**Selected text**
━━━━━━━━

In a Sunburned Country by Bill Bryson

“Every time Bill Bryson walks out the door, memorable travel literature threatens to break out. His previous excursion along the Appalachian Trail resulted in the sublime national bestseller A Walk in the Woods. In A Sunburned Country is his report on what he found in an entirely different place: Australia, the country that doubles as a continent, and a place with the friendliest inhabitants, the hottest, driest weather, and the most peculiar and lethal wildlife to be found on the planet. The result is a deliciously funny, fact-filled, and adventurous performance by a writer who combines humor, wonder, and unflagging curiousity.

Despite the fact that Australia harbors more things that can kill you in extremely nasty ways than anywhere else, including sharks, crocodiles, snakes, even riptides and deserts, Bill Bryson adores the place, and he takes his readers on a rollicking ride far beyond that beaten tourist path. Wherever he goes he finds Australians who are cheerful, extroverted, and unfailingly obliging, and these beaming products of land with clean, safe cities, cold beer, and constant sunshine fill the pages of this wonderful book. Australia is an immense and fortunate land, and it has found in Bill Bryson its perfect guide.”

━━━━━━━━

**Set problem A**
Copy everything from "In a Sunburned Country by" down to "and unflagging curiousity." in the book description, switching "travel literature" to "travel writing".
The book description above and the records that follow come from separate, unrelated sources.

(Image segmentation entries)
━━━━━━━━

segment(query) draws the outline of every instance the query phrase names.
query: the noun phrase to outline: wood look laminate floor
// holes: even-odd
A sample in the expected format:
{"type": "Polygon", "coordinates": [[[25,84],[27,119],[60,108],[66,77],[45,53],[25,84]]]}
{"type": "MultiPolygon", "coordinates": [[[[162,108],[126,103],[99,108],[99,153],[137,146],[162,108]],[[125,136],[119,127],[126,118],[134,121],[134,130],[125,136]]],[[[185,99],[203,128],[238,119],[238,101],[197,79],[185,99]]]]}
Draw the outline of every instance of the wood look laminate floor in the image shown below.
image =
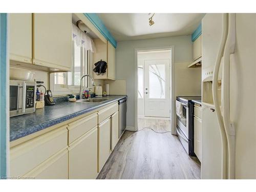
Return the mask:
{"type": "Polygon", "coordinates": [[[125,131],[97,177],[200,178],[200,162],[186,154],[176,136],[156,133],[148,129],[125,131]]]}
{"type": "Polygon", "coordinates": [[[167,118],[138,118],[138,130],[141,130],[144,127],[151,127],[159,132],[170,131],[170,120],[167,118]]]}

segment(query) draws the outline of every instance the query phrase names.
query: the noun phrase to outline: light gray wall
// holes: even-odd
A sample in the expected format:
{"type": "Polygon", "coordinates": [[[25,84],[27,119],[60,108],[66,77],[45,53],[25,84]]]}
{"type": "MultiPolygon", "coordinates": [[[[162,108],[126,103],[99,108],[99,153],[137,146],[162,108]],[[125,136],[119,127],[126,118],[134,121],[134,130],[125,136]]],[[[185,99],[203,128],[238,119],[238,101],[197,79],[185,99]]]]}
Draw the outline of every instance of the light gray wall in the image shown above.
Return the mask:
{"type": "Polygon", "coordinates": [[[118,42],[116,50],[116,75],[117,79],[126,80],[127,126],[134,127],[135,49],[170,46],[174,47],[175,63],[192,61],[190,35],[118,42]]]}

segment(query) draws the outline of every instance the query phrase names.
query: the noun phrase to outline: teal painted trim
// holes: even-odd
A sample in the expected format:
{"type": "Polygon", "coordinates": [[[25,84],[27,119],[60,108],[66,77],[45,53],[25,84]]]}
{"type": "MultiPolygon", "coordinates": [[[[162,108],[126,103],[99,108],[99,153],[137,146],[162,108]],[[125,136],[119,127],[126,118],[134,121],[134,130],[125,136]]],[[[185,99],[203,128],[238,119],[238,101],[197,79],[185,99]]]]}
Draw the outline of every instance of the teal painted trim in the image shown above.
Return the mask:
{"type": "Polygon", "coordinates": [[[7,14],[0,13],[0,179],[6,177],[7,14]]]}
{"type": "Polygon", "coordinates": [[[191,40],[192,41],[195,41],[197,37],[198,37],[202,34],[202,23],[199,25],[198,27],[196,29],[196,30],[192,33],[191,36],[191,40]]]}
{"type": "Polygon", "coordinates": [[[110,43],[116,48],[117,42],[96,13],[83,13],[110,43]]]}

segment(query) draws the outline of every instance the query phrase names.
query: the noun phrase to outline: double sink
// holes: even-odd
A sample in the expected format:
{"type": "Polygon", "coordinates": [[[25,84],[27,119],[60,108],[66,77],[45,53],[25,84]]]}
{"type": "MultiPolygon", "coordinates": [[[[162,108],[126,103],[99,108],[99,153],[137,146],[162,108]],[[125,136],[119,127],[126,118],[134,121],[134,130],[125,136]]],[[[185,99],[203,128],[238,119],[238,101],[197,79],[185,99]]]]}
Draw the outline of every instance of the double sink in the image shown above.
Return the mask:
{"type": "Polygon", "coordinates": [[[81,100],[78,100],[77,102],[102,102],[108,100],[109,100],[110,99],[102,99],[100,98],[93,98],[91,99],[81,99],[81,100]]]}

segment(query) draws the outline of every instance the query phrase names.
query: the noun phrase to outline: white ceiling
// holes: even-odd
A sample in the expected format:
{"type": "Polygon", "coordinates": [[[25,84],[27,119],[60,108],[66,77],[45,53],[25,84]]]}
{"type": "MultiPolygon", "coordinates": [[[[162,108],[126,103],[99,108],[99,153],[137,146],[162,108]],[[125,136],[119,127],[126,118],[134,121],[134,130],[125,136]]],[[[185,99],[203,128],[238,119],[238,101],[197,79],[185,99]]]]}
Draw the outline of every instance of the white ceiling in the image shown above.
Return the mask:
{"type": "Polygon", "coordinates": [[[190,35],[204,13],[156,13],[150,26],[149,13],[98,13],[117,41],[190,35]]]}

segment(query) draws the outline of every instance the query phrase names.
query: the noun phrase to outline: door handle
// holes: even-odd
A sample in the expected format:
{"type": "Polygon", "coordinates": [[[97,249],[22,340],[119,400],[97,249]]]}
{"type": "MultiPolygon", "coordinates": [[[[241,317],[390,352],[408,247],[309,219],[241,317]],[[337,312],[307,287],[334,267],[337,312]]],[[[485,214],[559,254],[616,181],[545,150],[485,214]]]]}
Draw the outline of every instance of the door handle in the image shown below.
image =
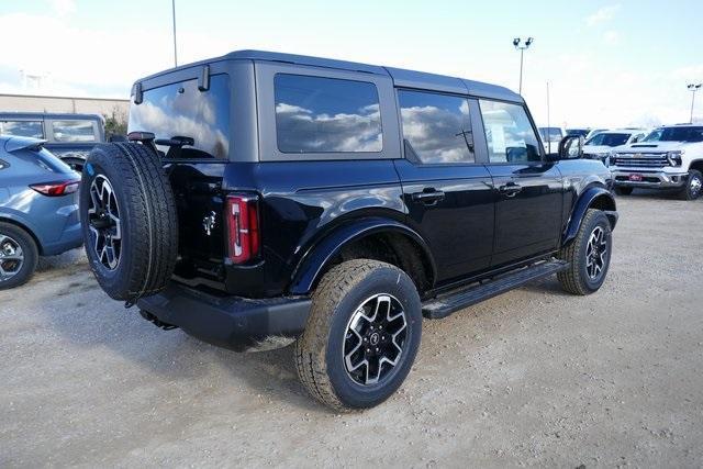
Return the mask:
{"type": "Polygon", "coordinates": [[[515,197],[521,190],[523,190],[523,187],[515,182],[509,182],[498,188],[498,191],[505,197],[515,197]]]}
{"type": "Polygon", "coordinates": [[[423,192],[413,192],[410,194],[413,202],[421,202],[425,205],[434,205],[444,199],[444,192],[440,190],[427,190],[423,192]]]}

━━━━━━━━

**Set problem B**
Select every line of the records that holds the string "laminate", matching its case.

**Correct output A**
In a Sunburned Country by Bill Bryson

“Every time Bill Bryson walks out the door, memorable travel writing threatens to break out. His previous excursion along the Appalachian Trail resulted in the sublime national bestseller A Walk in the Woods. In A Sunburned Country is his report on what he found in an entirely different place: Australia, the country that doubles as a continent, and a place with the friendliest inhabitants, the hottest, driest weather, and the most peculiar and lethal wildlife to be found on the planet. The result is a deliciously funny, fact-filled, and adventurous performance by a writer who combines humor, wonder, and unflagging curiousity.

**Correct output B**
query: the noun phrase to outline: wood look laminate floor
Draw the outline of every instance of the wood look laminate floor in the image shown below.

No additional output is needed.